● **Data entries**
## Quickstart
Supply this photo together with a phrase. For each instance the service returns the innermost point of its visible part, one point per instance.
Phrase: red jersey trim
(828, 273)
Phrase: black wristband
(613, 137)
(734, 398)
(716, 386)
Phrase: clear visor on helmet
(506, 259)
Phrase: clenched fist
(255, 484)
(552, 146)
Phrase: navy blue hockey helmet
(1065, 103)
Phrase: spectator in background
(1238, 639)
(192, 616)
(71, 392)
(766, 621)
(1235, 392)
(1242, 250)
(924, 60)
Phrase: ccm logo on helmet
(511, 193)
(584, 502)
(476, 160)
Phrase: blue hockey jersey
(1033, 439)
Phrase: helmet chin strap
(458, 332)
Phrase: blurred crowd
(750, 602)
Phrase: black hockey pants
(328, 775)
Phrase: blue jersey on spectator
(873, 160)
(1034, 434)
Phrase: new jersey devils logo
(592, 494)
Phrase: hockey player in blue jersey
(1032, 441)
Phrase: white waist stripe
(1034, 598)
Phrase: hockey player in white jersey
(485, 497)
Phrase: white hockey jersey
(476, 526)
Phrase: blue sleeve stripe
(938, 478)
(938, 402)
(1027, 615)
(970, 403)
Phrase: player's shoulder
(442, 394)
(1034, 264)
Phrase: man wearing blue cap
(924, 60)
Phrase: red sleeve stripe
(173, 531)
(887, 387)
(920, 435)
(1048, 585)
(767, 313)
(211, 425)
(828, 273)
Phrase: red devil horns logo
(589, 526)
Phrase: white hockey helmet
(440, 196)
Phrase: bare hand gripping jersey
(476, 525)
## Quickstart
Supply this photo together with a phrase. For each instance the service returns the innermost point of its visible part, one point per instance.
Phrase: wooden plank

● **Stated problem**
Add 87 to both numbers of every point coordinate pair, then write out all the lines from the one containing "Phrase: blue sleeve stripe" through the end of the material, inclusive, leaving everything else in them unchanged.

● **Worked answer**
Phrase: blue sleeve stripe
(1025, 565)
(1025, 489)
(1114, 702)
(1057, 490)
Phrase: player's shoulder
(529, 481)
(1121, 351)
Phrase: man wearing blue cap
(1011, 147)
Phrase: red sleeve stripe
(260, 618)
(974, 474)
(1007, 522)
(1135, 672)
(854, 400)
(298, 512)
(915, 360)
Phrase: red devil horns logo
(676, 613)
Phrase: white hockey helmet
(527, 283)
Phrase: bare hand gripping jersey
(563, 612)
## Quickstart
Supply this photo together with a phrase. For each instance the service returns the innermost point of its visible part, one point per instance.
Phrase: wooden plank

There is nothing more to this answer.